## DOCUMENT SECTION:
1. Field of the Invention
The present invention relates to filtration equipment using hollow fiber modules, which is used to filter fluids, or liquids, such as condensate water, obtained in a nuclear or thermoelectric power plant, and waste water. More particularly, the present invention relates to filtration equipment comprising a filter vessel, a common upper filtrate collection compartment partitioned with a fluid-tight partition in the filter vessel, a lower filtrate collection casing, and a plurality of hollow fiber modules vertically disposed in the filter vessel between the fluid-tight partition and the lower filtrate collection casing and fluid-tightly joined with the lower filtrate collection casing through respective jointing means while enabling the filtrate to be collected from both the top and bottom ends of the hollow fiber modules.
2. Related Art
In conventional filtration equipment using hollow fiber modules, the hollow fiber modules are simply suspended from a watertight partition, or module support, horizontally disposed in a filter vessel, wherein the filtrate is collected on the upper side of the hollow fiber modules and then withdrawn, or discharged, out of the filter vessel.
More specifically, each of the hollow fiber modules used in the conventional filtration equipment comprises a large number of porous hollow fibers having open top and bottom ends and enclosed in a cylindrical housing having the bottom end thereof covered by a lower header, or lower manifold, defining a lower filtrate collection chamber having no outlet port, and the cylindrical housing has a number of perforations formed through the longitudinal wall thereof for passing feed water therethrough. The filter vessel is partitioned with the watertight partition horizontally disposed therein to form a common upper filtrate collection compartment provided for all the hollow fiber modules and disposed on the upper side of the hollow fiber modules. Feed water entering the cylindrical housings of the hollow fiber modules through their perforations is allowed to permeate porous hollow fibers substantially all over the longitudinal length thereof by means of a hydraulic pressure to thereby effect filtration of the feed water through the walls, or membranes, of the porous hollow fibers into the bores thereof, through which the filtrate is then moved simultaneously downward and upward and then collected in the respective lower filtrate collection chambers of the hollow fiber modules and the common upper filtrate collection compartment of the filter vessel. Every hollow fiber module is provided with a conduit, or central tube, extending from the lower filtrate collection chamber thereof to the common upper filtrate collection compartment. The filtrate collected in the lower filtrate collection chambers of the hollow fiber modules is transported, or shunted, therefrom through the conduits of the hollow fiber modules to the common upper filtrate collection compartment.

## EXERCISE BRIEF:
From the hollow fiber filtration text, extract the passage that begins with the words containing "1. Field of" and ends with "ends of the hollow fiber modules.". Copy it word for word.

## DATA EXTRACT:
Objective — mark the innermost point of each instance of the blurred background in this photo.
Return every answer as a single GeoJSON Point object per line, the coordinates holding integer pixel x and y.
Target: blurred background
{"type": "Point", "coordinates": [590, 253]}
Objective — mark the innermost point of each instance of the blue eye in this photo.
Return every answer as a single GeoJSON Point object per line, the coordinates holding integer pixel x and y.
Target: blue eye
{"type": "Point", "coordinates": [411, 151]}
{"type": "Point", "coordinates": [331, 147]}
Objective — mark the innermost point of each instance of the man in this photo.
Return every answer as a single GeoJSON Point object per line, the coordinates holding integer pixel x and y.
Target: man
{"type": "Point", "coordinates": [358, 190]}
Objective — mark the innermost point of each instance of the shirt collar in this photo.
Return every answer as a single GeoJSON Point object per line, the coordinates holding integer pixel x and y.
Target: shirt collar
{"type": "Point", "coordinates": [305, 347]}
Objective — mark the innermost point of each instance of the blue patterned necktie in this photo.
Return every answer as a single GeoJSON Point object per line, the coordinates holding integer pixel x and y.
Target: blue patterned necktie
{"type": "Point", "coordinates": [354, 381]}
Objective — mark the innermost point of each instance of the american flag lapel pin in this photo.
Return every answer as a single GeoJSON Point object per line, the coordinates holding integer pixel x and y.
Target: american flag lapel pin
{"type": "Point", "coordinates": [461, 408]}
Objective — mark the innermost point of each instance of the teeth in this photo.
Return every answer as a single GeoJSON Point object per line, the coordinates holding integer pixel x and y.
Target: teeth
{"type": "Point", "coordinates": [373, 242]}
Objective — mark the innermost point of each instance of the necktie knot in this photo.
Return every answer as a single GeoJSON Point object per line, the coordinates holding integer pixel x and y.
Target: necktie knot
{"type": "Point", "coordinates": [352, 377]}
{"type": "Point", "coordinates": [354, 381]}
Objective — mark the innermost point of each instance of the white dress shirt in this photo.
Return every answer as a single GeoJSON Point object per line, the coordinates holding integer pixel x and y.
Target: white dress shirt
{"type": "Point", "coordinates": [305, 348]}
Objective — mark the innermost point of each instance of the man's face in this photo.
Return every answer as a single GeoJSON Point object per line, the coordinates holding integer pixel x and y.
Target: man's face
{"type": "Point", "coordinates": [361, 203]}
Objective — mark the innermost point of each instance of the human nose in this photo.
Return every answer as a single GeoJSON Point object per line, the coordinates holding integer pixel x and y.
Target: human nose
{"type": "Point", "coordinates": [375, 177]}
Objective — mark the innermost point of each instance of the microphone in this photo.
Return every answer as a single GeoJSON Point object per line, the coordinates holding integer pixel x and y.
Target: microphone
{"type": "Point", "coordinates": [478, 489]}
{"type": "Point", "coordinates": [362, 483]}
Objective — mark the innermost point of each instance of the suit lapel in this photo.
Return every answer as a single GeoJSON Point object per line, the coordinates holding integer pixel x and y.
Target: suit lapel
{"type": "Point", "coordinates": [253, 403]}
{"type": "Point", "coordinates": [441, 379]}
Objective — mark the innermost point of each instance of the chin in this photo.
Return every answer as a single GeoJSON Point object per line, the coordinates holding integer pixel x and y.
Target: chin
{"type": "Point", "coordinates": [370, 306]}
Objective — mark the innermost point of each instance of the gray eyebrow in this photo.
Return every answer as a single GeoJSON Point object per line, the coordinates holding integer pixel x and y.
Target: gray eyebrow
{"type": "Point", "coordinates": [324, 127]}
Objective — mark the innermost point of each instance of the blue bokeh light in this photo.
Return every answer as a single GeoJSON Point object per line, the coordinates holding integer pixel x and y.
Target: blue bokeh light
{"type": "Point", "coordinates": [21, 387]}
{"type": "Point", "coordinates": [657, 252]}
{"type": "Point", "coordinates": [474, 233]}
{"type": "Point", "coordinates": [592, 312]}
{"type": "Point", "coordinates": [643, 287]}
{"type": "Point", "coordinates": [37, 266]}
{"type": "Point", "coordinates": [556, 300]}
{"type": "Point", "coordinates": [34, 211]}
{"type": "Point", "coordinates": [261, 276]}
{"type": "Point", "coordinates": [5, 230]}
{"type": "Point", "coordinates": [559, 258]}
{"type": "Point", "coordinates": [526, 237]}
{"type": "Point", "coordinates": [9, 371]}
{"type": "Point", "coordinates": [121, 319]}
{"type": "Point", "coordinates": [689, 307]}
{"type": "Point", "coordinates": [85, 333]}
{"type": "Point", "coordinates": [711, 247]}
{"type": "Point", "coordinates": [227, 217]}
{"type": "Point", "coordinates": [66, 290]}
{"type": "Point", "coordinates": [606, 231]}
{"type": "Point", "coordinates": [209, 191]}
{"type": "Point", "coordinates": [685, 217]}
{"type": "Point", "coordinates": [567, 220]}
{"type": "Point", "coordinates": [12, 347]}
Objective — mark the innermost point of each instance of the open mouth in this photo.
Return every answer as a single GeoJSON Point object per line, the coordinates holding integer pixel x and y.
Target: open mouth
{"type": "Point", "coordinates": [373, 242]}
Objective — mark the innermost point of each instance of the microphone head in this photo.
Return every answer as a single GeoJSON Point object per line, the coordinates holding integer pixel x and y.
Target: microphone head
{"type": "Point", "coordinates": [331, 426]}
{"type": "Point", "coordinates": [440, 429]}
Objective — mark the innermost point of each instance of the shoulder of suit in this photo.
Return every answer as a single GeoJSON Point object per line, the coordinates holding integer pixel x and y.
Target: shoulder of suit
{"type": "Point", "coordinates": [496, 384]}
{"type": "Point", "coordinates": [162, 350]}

## WRITTEN SOLUTION:
1. Field of the Invention
The present invention relates to filtration equipment using hollow fiber modules, which is used to filter fluids, or liquids, such as condensate water, obtained in a nuclear or thermoelectric power plant, and waste water. More particularly, the present invention relates to filtration equipment comprising a filter vessel, a common upper filtrate collection compartment partitioned with a fluid-tight partition in the filter vessel, a lower filtrate collection casing, and a plurality of hollow fiber modules vertically disposed in the filter vessel between the fluid-tight partition and the lower filtrate collection casing and fluid-tightly joined with the lower filtrate collection casing through respective jointing means while enabling the filtrate to be collected from both the top and bottom ends of the hollow fiber modules.